***** RECORDS PROVIDED *****

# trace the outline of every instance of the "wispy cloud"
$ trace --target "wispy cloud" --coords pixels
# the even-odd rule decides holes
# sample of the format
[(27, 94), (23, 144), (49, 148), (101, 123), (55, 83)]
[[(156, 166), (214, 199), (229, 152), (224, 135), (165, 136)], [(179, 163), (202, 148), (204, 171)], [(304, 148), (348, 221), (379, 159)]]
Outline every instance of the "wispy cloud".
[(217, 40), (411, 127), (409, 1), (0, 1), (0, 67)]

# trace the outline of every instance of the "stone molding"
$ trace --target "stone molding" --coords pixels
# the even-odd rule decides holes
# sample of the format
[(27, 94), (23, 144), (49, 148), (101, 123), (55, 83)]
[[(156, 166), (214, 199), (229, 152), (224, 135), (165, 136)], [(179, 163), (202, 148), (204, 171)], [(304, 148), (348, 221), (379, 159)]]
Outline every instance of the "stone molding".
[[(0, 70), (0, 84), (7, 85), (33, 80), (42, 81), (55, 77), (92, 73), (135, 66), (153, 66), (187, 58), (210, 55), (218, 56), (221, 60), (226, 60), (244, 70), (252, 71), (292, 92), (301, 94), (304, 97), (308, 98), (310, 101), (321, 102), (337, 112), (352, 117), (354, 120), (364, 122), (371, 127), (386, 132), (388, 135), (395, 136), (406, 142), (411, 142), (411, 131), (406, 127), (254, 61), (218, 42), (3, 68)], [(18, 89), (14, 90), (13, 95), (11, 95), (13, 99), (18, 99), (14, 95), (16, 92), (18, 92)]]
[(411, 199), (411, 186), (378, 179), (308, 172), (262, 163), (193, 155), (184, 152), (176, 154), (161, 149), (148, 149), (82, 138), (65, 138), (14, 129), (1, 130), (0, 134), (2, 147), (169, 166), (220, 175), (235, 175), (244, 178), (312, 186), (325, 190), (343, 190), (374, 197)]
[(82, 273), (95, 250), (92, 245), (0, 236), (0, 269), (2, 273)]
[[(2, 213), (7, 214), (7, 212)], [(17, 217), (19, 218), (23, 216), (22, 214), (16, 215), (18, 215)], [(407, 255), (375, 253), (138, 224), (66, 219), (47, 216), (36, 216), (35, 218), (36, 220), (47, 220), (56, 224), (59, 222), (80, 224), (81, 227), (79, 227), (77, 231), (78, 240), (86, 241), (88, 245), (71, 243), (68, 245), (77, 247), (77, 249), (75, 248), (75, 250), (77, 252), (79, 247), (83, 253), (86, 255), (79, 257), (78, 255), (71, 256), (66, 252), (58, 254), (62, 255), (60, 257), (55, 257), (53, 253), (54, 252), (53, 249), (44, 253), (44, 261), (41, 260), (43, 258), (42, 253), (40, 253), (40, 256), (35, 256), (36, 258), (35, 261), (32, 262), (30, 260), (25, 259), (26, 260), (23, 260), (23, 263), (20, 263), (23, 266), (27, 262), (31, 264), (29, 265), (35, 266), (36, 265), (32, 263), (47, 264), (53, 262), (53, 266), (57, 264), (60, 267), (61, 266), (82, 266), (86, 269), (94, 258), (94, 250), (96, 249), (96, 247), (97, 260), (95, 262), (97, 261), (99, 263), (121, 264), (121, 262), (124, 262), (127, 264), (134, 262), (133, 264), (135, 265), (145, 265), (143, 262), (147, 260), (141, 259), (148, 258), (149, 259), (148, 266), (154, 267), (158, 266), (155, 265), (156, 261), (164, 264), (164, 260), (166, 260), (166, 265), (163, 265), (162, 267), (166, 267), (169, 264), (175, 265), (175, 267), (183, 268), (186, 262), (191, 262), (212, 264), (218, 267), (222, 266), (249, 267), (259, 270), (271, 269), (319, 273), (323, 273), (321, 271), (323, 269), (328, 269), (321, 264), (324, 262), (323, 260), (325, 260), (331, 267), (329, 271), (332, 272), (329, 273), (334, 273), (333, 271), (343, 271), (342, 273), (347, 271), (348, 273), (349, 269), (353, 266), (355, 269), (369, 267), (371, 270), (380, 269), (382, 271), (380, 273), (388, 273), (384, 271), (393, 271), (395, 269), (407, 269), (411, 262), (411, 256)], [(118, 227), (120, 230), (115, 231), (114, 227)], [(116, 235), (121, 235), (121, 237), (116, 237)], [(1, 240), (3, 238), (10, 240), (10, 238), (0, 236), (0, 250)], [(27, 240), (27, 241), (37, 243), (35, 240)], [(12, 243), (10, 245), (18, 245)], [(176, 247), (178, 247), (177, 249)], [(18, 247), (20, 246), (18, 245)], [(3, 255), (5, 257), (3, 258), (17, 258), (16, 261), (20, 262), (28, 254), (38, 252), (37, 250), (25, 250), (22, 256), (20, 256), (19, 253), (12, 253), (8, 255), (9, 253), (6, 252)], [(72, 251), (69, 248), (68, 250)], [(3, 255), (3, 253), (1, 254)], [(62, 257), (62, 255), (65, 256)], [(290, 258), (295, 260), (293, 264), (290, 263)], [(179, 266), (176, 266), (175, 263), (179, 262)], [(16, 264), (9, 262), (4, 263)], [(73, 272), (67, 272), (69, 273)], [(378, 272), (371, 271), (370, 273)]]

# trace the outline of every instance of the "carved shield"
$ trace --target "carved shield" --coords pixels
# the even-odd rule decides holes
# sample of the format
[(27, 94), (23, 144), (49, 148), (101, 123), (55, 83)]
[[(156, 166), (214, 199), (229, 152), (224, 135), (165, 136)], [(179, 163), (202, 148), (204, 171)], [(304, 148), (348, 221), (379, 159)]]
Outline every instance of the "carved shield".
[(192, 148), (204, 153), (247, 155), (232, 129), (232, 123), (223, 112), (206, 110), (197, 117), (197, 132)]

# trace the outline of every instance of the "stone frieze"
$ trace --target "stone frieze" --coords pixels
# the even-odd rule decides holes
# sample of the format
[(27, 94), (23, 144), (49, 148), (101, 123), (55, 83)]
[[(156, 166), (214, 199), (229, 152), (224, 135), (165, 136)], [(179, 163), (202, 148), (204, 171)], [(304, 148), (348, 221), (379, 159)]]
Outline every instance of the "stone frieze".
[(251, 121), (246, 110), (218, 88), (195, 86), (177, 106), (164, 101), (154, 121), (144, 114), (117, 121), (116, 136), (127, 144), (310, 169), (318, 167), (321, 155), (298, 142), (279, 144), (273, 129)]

*****

• **GIVEN PROBLEM**
Please reproduce the material from its first line through the line containing "[(217, 40), (411, 127), (409, 1), (0, 1), (0, 67)]", both included, and offset every polygon coordinate in the answers by adding -117 to it.

• **EXPECTED ANSWER**
# trace the outline of every instance of the "wispy cloud"
$ trace --target "wispy cloud" --coords pixels
# the even-odd rule decides holes
# sample of the format
[(27, 94), (23, 144), (49, 148), (101, 123), (55, 83)]
[[(156, 166), (214, 199), (229, 152), (224, 135), (165, 136)], [(179, 163), (202, 148), (204, 171)], [(304, 148), (348, 221), (379, 159)]]
Outline every instance of the "wispy cloud".
[(100, -77), (294, 10), (292, -116), (-117, -116), (-117, -50)]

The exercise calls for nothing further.